### MATERIAL FOR THE TASK:
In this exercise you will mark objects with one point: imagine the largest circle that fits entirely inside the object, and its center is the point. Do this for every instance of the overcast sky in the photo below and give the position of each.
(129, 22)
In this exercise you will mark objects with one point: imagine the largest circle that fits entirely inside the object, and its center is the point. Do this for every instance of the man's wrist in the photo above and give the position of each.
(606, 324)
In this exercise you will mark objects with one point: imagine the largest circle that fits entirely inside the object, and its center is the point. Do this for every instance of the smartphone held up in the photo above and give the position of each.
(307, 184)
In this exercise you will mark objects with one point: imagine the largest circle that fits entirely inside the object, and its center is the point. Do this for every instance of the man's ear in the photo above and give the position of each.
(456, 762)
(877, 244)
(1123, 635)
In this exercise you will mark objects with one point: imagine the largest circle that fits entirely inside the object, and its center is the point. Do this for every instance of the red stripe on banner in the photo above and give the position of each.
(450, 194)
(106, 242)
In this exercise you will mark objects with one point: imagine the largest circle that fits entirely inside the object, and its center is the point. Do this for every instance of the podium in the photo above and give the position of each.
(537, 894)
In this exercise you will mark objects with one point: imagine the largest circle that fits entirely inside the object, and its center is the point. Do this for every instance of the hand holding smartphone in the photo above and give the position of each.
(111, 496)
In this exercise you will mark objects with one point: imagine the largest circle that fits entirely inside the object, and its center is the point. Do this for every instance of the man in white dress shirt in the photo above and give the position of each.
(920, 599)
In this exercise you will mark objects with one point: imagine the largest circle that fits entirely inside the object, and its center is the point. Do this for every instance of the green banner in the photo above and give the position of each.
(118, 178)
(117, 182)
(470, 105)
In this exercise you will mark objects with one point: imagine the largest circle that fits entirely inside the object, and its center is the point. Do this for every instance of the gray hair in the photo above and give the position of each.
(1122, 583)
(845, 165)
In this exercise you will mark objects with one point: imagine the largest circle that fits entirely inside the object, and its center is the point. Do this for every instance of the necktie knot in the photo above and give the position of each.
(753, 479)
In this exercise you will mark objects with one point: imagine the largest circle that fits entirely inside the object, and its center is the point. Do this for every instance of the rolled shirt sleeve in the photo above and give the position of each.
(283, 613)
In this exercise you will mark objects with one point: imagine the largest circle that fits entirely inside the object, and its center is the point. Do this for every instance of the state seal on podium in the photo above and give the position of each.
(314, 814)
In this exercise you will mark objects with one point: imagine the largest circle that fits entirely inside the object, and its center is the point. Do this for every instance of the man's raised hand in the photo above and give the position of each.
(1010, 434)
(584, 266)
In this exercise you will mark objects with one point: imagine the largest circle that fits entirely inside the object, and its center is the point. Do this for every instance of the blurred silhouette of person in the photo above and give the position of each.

### SHORT TASK:
Word for word, write out all of the data above.

### RESPONSE TO THIS EXERCISE:
In this exercise you will mark objects with one point: imagine the largest circle that fits entirely inside the object, and its center is the point. Do this for every instance of the overcast sky in the photo below and give the position of each.
(129, 22)
In this exercise you will mark objects with one point: imagine the largest circle that fits entirely inside the object, and its center is the point. Do this for every instance of the man's wrist in the photo above and give the position of each.
(606, 324)
In this exercise you will mark objects with one point: imagine the largest circle that fits entirely inside the object, and its center is the point. Do this for every instance of the smartphone held up in the photo above and give the position of each.
(307, 184)
In this exercise you will mark objects with one point: imagine the largest circle that fits entirely inside the object, and its center is the point. Do this for every instance of the man's ear in the photo above and give the position of each.
(456, 762)
(877, 244)
(1123, 635)
In this exercise you will mark objects with one point: imagine the largest circle that fits entirely inside the object, and its center is the point. Do this for every instance of the red stripe on banner in the photo above and give the position of each.
(450, 194)
(106, 242)
In this exercise you will mark objects with one point: imagine the largest circle that fits entirely inside the object, and its center is the point. Do this for every instance of the podium in the photo above and give the position of each.
(537, 894)
In this exercise you will mark objects with one point: imagine the largest circle that fits entirely inside the object, and its center is the point. Do this for every instance of the hand holding smartphone in the photo above and give the position of each.
(111, 496)
In this exercise you will mark objects with one point: imagine the largest circle that fits entirely inside the object, and its center is the point. Do this for every instance of the man in white dress shirt in the photo above and give the position of each.
(920, 599)
In this exercise you will mark objects with one point: imagine the largest circle that fits entirely inside the object, and its center is the point. Do this for every instance of the green banner in the photo above and give the position of each.
(118, 178)
(117, 182)
(470, 105)
In this exercise you will mark objects with one point: imagine the largest circle that fits entirely inside the object, and its center is the point. Do this for every instance of the gray hair in the photo above and give the position of each.
(1122, 583)
(845, 165)
In this exercise you will mark objects with one point: imagine the largest circle that fits entirely inside the object, and its center is the point. Do this for every instance of the necktie knot in the photo above and give the position of each.
(753, 479)
In this exercise you will mark objects with one point: imagine the largest circle that fits entirely inside the object, and its center is the point. Do this for every instance of the rolled shirt sleeve in the photo above and give the position of each.
(283, 613)
In this exercise you will mark objects with one point: imagine the largest circle that fits entirely inside the object, and its center is the point. Do this for every instance of the state seal on podium in the photo above and give the position of each.
(314, 814)
In this exercise you will mark objects with one point: imagine the largest circle that fits entirely inside the object, and its center is the point. Do this for every instance of the man's raised hand in the photo above and give the position of each.
(1010, 434)
(584, 266)
In this exercise you will mark objects with one point: imagine the largest circle that fits entirely inside the object, and its center is the point. Do this for every instance of the blurred silhouette of person in the photo above and give the position of each.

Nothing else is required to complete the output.